>>>
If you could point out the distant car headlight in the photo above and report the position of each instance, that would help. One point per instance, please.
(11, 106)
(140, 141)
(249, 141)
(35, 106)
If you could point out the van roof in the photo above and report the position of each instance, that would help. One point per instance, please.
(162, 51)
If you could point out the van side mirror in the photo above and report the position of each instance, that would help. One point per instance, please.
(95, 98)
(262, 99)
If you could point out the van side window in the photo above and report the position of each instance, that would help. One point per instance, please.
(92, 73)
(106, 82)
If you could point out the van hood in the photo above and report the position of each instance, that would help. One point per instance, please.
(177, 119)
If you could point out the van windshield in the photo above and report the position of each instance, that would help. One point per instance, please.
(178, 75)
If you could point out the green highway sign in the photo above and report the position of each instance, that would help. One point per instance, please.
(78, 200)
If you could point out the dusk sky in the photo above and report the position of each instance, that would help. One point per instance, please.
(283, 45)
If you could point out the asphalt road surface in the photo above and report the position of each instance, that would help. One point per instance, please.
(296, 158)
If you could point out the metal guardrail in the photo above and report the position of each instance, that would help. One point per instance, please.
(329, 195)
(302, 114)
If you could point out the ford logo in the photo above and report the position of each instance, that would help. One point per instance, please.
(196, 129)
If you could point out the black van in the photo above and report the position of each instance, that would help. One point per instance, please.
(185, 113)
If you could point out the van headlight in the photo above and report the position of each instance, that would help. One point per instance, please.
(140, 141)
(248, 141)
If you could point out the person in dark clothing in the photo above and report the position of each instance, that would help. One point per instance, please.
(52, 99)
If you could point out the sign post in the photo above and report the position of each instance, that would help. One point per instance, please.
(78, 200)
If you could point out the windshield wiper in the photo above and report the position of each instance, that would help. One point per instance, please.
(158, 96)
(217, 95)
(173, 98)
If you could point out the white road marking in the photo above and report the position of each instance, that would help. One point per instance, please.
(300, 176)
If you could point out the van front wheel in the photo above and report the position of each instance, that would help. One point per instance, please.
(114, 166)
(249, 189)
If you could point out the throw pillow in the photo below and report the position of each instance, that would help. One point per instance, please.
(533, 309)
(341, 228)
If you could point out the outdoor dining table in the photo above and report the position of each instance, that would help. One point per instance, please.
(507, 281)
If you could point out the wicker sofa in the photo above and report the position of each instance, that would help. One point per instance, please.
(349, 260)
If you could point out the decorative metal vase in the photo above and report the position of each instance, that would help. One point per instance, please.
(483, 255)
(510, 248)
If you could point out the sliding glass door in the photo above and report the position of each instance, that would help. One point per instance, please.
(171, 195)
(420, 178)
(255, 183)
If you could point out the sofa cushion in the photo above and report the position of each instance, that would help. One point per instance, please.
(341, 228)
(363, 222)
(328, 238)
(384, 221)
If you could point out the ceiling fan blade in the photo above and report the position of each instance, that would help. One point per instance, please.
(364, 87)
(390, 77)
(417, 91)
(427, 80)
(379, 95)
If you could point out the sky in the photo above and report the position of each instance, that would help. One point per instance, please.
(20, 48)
<<<
▸ EXERCISE DETAILS: Could you transcribe, word for word, every line of the records starting with the one that contains "If you could point out the sofa" and going on through the final line?

▸ RESULT FOR THIS TASK:
If you could point out the sofa cushion in the photo above and report the position of each instance, that would help. One point per instance, please.
(341, 228)
(363, 222)
(328, 238)
(384, 221)
If you could point out the ceiling fan blade in the photo above and report the position of each instance, that would help. One point per instance, please.
(364, 87)
(390, 77)
(417, 91)
(427, 80)
(379, 95)
If you could point out the sky in the photo above and report the position of each instance, that would help. One point per instance, please.
(20, 48)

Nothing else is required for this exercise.